-- Start of DATA RECORDS --

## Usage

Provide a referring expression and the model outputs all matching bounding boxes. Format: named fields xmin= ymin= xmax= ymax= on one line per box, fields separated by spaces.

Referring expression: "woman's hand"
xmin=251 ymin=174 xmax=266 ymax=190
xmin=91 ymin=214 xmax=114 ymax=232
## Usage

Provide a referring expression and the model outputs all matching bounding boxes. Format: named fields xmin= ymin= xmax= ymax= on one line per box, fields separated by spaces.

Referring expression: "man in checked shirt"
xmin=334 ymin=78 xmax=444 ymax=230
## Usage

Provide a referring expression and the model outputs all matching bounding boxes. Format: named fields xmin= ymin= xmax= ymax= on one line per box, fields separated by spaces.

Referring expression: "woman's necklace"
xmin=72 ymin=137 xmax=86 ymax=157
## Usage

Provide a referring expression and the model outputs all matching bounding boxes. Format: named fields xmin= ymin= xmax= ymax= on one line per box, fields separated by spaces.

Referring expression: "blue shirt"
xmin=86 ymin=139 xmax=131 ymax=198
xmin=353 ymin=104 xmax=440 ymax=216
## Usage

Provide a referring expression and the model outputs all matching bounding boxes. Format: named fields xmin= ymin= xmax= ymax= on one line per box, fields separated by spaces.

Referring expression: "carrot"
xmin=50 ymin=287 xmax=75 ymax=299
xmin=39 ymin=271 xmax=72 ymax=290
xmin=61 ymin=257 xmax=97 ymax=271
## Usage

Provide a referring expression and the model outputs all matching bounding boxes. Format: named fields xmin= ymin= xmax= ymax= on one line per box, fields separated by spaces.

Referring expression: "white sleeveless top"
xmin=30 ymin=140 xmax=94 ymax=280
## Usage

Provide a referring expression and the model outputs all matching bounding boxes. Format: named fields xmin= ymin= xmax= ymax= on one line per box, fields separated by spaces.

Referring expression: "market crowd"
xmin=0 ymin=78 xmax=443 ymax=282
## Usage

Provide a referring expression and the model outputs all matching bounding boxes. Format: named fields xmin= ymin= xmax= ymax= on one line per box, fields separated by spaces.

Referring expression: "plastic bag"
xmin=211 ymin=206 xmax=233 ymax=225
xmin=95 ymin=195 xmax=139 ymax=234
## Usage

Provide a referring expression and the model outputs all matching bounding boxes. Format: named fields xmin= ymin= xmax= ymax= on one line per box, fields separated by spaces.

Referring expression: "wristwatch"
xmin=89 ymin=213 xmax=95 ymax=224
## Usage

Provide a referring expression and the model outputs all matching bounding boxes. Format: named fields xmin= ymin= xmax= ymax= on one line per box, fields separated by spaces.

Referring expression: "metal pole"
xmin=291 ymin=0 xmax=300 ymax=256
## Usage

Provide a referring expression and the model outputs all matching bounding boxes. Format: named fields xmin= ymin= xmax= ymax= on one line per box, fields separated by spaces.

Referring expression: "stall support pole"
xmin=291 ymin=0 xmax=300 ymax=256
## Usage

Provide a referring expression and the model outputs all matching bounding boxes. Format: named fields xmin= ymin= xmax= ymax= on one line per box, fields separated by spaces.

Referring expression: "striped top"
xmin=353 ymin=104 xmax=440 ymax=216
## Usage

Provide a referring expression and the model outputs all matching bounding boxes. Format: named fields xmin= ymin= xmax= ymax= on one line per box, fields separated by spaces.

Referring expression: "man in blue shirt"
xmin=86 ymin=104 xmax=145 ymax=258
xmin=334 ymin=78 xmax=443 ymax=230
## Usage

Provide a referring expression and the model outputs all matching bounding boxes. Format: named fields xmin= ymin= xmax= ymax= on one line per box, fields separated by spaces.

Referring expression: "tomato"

-- End of DATA RECORDS --

_INSTRUCTION:_ How many lines in the items above contain the string "blue"? Case counts. Reply with the number alone.

_COMPLETE RESPONSE:_ 2